▶ _Work instructions_
In the text on the XSL tree model, what is the name of a processing instruction node?

>> Start Document excerpt

8. Navigating XML Documents

The XSL Tree Model

Before an XML document is actually transformed by a style sheet, it is first parsed into a tree-like structure. The actual transformation is performed on this tree.

The format of an XSL tree is partly specified by the XSLT standard, partly by the XPATH standard, and is similar to the tree structure defined by the DOM standard.

A node in an XSL tree has the form:

There are seven types of nodes:

Root
Element
Text
Attribute
Comment
Processing Instruction (PI)
Namespace

We can regard nodes as objects and types as classes. Here's a UML diagram showing the "is-a" and "has-a" relationships between these classes:

Every node has a name of type String:

The name of a root, comment, or text node is the empty string.

The name of an element node is its tag, qualified by its namespace URI

The name of a namnespace node is the local name of the URI

The name of a PI is its target

Every node has a value of type String:

The value of a comment is the comment without its delimeters

The value of a text node is the text

The value of a PI is the data part of the PI, if any

The value of an attribute is its attribute value

The value of an element or root node is the concatonation of the values of all of its text and element children. (We denote this value by *.)

For example, the following XML file contains a style sheet processing instruction followed by its root element:

<?xml version = "1.0"?>
<?xml:stylesheet type = "text/xsl" href = "outline.xsl"?>
<examples xmlns:java = "lang">
   <!-- control structures -->
   <java:example number = "1.0">
      <description>
         The while loop.
      </description>
      <![CDATA[
         while(CONDITION) STATEMENT
      ]]>
   </java:example>
</examples>

Here is the corresponding XSL tree:

Note 1: The namespace declaration of the root element (i.e., <examples>, not to be confused with the root node) is considered to be a namespace node, not an attribute node.

Note 2: The value of a PI of the form:

<? print Hello ?>

would be Hello, while its name would be print.

Note 3: The <?xml ... ?> element is not in the tree. In particular, it is not considered to be a PI node.

Note 4: Not all of the information that's in the original XML document is in the tree. For example, the fact that one of the text nodes was an unparsed CDATA node does not show up in the tree. Only core information items are guaranteed to appear. (As opposed to non-core and lexical items. See the xml-infoset.)

XPath Expressions

Recall that an XSLT processor evaluates XPATH expressions relative to the context supplied by the source tree.

>> End Document excerpt
>> Start Supplied records

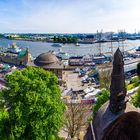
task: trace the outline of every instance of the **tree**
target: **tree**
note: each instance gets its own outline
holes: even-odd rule
[[[111,69],[101,70],[99,73],[100,87],[109,90],[111,82]]]
[[[93,117],[96,116],[99,108],[109,100],[109,91],[103,90],[100,94],[97,96],[97,102],[95,105],[93,105]]]
[[[77,136],[82,127],[88,125],[88,119],[92,115],[92,106],[82,103],[67,104],[65,112],[64,131],[68,133],[68,137],[73,139]]]
[[[140,77],[140,62],[137,64],[137,74]]]
[[[8,140],[54,140],[63,122],[57,77],[41,68],[27,67],[6,76],[1,101],[8,116],[0,136]],[[1,119],[2,120],[2,119]],[[1,123],[2,124],[2,123]]]
[[[132,104],[133,104],[135,107],[140,108],[140,88],[139,88],[138,91],[135,93],[135,95],[132,97],[131,102],[132,102]]]

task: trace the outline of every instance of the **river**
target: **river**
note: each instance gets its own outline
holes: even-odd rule
[[[52,47],[52,43],[47,42],[32,42],[32,41],[22,41],[22,40],[8,40],[8,39],[1,39],[0,40],[0,47],[7,48],[13,42],[17,43],[17,46],[21,48],[29,48],[31,55],[33,57],[38,56],[41,53],[48,52],[50,50],[58,51],[58,47]],[[101,47],[100,47],[101,46]],[[124,47],[122,47],[124,46]],[[113,52],[120,47],[121,50],[127,51],[131,49],[135,49],[137,46],[140,46],[140,40],[127,40],[122,42],[113,42],[112,48]],[[75,44],[64,44],[61,47],[61,50],[67,52],[71,55],[86,55],[86,54],[98,54],[100,52],[111,52],[111,43],[99,43],[96,44],[80,44],[80,46],[75,46]]]

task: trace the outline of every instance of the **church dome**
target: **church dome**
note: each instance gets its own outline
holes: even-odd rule
[[[59,63],[59,60],[52,53],[42,53],[34,60],[34,63],[37,66],[45,66],[49,64]]]

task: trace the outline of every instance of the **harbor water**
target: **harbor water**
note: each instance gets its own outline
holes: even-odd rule
[[[10,44],[16,42],[17,46],[21,48],[29,48],[31,55],[33,57],[38,56],[41,53],[48,51],[58,51],[61,49],[64,52],[69,53],[70,55],[86,55],[86,54],[99,54],[101,53],[109,53],[115,52],[115,50],[119,47],[122,51],[128,51],[135,49],[140,46],[140,40],[127,40],[124,42],[111,42],[108,43],[95,43],[95,44],[80,44],[80,46],[76,46],[75,44],[62,44],[63,47],[52,47],[53,43],[47,42],[32,42],[32,41],[22,41],[22,40],[8,40],[1,39],[0,47],[8,48]]]

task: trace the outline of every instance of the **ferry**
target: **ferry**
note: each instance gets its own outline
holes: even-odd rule
[[[54,43],[51,45],[52,47],[63,47],[61,44],[58,44],[58,43]]]
[[[136,51],[140,51],[140,46],[136,49]]]
[[[75,46],[80,46],[80,44],[77,42],[77,43],[75,44]]]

>> End Supplied records

▶ _Response to the exercise_
Its target.